**To do**
Count how many of the lines that follow contain the string "below", with case taken into account, and reply with that number alone.

-- START Supplied entries --

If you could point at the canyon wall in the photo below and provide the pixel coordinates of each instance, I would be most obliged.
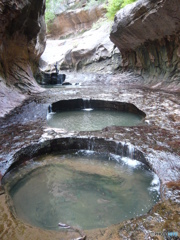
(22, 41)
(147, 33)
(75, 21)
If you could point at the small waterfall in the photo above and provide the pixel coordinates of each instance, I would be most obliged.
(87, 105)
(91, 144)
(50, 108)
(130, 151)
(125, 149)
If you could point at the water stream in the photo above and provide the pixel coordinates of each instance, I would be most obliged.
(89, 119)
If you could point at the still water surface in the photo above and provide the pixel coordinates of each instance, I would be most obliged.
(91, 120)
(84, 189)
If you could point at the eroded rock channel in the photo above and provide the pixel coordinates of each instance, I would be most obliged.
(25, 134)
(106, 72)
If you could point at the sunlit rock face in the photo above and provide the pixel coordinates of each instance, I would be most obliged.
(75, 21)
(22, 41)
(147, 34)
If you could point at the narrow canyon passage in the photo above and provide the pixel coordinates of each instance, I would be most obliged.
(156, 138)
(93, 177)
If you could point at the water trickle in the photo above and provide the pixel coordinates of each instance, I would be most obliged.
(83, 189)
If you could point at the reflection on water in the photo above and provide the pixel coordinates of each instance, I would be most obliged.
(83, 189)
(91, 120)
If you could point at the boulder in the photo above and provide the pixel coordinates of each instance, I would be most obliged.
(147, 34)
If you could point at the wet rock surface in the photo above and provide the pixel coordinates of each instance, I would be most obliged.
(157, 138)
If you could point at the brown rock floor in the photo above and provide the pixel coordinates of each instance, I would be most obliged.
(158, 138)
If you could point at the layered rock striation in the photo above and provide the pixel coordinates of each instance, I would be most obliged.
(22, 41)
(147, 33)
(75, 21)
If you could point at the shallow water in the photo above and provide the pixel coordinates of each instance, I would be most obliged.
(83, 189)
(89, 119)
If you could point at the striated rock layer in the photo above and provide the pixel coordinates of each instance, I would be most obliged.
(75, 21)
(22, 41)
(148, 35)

-- END Supplied entries --
-- START Supplied entries --

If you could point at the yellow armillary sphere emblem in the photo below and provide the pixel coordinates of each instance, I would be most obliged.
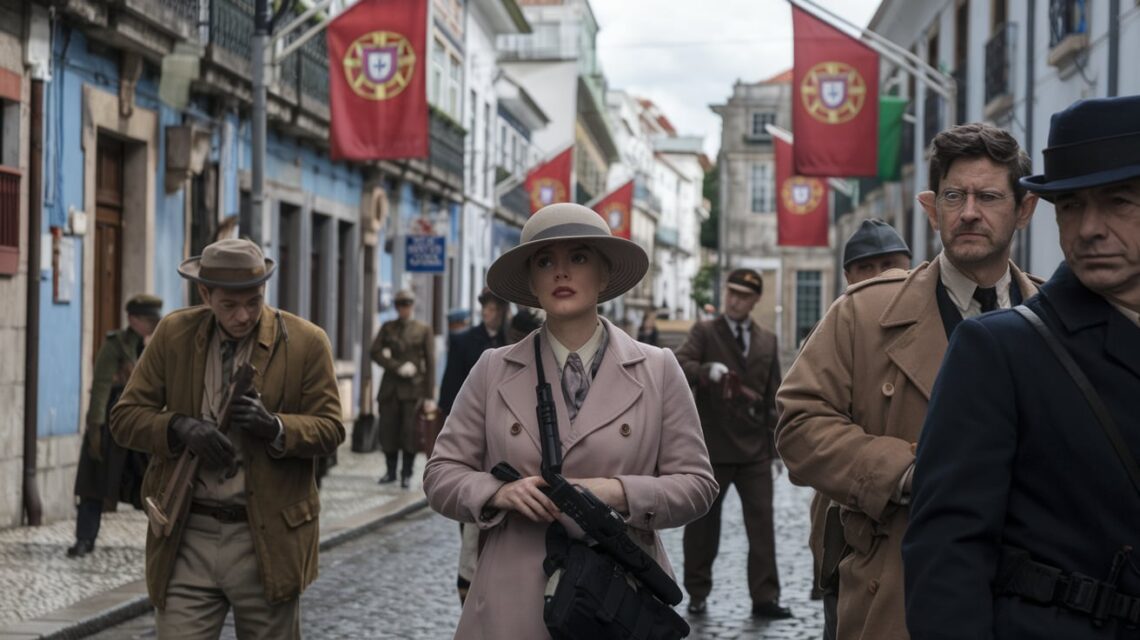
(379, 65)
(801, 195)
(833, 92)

-- END Supplied entries --

**Correct result**
2